Format the records as a numbered list with blank lines left out, starting at the very first line and ending at the line that contains "M401 497L394 531L468", with both of those lines included.

**Data for processing**
BEGIN
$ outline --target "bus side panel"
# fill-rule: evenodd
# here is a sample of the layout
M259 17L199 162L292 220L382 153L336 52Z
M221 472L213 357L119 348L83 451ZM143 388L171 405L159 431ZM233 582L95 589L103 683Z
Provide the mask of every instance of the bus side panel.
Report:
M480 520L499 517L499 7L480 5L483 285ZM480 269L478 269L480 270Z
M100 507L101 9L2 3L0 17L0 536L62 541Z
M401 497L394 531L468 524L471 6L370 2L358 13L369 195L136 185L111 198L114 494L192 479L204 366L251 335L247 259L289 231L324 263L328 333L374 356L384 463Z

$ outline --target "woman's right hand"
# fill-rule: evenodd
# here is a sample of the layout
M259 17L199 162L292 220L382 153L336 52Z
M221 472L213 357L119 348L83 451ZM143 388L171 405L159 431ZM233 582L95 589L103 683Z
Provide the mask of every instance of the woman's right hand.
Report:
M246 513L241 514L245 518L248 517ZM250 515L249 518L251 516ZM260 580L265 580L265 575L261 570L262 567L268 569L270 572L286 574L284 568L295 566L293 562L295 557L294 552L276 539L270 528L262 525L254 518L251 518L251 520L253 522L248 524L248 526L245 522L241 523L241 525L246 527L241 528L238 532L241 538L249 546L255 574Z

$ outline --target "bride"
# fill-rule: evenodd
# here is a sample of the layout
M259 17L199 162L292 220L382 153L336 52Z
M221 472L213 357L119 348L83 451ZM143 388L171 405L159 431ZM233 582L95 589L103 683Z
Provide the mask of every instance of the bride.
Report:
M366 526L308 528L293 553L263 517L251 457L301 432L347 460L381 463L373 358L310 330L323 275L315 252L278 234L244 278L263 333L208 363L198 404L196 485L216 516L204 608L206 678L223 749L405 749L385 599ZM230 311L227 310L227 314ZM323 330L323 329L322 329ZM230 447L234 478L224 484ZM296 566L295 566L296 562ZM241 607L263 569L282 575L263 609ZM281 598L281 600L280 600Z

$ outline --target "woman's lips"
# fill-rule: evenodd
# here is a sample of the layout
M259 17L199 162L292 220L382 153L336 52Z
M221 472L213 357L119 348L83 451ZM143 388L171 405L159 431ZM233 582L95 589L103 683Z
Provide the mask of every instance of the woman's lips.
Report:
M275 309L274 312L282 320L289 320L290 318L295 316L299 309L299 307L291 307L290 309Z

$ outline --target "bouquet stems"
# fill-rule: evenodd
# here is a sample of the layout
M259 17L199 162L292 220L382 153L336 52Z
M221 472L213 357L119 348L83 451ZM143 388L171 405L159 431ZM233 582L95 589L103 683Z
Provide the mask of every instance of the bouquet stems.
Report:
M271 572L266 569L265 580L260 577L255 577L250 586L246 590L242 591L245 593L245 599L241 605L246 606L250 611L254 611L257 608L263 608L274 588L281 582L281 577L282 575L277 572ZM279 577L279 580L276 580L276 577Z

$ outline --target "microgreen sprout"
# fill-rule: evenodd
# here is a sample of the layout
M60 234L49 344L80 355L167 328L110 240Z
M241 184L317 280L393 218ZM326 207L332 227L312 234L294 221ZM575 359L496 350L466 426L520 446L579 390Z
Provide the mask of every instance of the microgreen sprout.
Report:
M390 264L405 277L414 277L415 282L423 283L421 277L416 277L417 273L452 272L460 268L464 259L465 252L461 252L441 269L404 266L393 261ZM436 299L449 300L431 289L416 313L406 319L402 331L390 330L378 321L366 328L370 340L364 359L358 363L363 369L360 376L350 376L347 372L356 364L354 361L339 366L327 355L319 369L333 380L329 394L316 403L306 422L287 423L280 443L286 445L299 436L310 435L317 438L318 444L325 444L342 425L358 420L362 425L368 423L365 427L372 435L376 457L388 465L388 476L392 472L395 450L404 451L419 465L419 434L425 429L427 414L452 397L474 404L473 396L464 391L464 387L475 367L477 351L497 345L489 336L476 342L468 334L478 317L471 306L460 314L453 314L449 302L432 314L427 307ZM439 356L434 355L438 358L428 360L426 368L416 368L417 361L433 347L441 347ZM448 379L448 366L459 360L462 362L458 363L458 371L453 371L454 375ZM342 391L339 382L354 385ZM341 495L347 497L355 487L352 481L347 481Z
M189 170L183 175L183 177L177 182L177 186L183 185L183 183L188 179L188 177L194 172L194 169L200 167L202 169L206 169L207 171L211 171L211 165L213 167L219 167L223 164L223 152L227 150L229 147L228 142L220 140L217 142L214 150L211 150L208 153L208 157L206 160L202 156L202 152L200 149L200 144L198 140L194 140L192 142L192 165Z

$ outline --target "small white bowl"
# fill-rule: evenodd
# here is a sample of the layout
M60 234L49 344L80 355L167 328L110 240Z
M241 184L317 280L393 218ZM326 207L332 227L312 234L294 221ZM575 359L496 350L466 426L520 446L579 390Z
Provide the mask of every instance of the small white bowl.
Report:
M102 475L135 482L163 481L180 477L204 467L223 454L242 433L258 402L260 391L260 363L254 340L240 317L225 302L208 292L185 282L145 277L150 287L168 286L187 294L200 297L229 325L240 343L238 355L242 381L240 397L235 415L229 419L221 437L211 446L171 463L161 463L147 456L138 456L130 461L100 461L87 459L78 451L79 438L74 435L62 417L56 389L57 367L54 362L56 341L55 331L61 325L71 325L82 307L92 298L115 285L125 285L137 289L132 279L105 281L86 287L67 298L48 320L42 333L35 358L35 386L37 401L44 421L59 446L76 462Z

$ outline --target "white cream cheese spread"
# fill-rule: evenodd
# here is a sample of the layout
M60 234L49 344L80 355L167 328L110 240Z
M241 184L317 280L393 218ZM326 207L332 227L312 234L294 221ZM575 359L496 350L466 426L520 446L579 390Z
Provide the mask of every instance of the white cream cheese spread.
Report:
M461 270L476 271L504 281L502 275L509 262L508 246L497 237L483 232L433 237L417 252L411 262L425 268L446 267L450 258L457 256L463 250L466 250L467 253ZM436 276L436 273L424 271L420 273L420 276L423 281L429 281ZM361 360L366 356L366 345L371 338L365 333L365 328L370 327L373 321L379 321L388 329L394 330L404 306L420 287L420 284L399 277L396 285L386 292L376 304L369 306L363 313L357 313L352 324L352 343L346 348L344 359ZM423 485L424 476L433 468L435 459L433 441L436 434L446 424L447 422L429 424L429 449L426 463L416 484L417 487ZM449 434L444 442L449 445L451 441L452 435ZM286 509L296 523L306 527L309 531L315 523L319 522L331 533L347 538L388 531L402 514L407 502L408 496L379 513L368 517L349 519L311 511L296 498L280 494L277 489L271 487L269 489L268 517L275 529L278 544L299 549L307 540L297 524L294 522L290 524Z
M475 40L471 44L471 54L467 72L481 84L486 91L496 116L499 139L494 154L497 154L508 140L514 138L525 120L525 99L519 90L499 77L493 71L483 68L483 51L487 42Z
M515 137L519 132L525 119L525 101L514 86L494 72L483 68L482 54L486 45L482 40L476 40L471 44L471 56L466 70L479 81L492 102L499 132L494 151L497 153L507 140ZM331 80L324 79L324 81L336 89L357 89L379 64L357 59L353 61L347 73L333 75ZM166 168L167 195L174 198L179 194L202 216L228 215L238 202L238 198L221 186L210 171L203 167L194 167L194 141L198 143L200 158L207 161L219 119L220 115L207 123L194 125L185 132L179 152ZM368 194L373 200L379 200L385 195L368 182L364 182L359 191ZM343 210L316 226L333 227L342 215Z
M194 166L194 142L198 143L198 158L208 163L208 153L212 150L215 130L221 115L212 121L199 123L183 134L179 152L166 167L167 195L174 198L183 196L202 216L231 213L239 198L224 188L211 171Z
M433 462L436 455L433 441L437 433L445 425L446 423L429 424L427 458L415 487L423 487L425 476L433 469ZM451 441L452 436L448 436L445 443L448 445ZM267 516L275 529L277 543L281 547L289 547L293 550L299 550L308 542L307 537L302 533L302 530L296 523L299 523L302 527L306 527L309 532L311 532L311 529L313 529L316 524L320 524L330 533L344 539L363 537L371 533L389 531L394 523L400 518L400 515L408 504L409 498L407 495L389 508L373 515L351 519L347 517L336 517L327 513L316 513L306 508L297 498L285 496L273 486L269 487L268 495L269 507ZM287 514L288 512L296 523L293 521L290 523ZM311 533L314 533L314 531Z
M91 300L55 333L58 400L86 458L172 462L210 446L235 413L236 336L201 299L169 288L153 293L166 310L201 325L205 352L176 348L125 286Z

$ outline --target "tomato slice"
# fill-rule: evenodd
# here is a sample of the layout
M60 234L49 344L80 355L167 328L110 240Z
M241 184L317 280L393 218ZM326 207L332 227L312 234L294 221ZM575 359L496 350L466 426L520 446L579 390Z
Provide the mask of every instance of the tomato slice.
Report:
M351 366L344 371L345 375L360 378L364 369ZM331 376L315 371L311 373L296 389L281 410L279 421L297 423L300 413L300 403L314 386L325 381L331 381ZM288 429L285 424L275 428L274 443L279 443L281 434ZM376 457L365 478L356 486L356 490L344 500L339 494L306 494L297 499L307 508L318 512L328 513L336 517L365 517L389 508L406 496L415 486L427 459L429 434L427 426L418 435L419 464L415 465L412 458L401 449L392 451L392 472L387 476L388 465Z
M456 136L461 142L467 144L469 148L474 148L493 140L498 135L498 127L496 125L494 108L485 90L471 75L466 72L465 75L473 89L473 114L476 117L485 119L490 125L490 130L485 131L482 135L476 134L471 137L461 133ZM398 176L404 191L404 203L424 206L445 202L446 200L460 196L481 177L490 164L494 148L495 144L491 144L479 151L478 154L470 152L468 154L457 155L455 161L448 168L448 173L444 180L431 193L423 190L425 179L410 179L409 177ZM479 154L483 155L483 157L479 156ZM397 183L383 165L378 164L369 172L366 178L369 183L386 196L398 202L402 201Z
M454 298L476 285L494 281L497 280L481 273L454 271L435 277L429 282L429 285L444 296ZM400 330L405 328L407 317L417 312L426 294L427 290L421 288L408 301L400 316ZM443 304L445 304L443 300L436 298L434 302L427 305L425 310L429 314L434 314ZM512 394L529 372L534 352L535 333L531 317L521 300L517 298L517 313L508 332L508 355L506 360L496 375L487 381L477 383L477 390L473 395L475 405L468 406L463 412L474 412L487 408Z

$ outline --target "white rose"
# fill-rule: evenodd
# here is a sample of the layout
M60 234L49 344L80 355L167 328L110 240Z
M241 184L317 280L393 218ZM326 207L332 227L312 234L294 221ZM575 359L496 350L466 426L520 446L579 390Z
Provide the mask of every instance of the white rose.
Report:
END
**Output of the exercise**
1. $ outline --target "bus side panel"
2. # fill-rule: evenodd
3. # here is a sample of the layout
4. M259 17L199 162L292 220L382 153L336 52Z
5. M221 472L213 357L119 348L83 451ZM143 388L171 405L159 431ZM233 582L95 589L103 683Z
6. Provide the mask of every instance of the bus side panel.
7. Report:
8. M480 520L499 517L499 7L480 5L483 285ZM480 269L478 269L480 270Z
9. M100 507L101 9L2 3L0 17L0 536L62 541Z
10. M401 497L394 531L468 524L471 6L370 2L358 13L369 195L136 185L111 198L114 494L192 479L204 366L251 335L247 259L289 231L324 263L328 333L374 356L384 463Z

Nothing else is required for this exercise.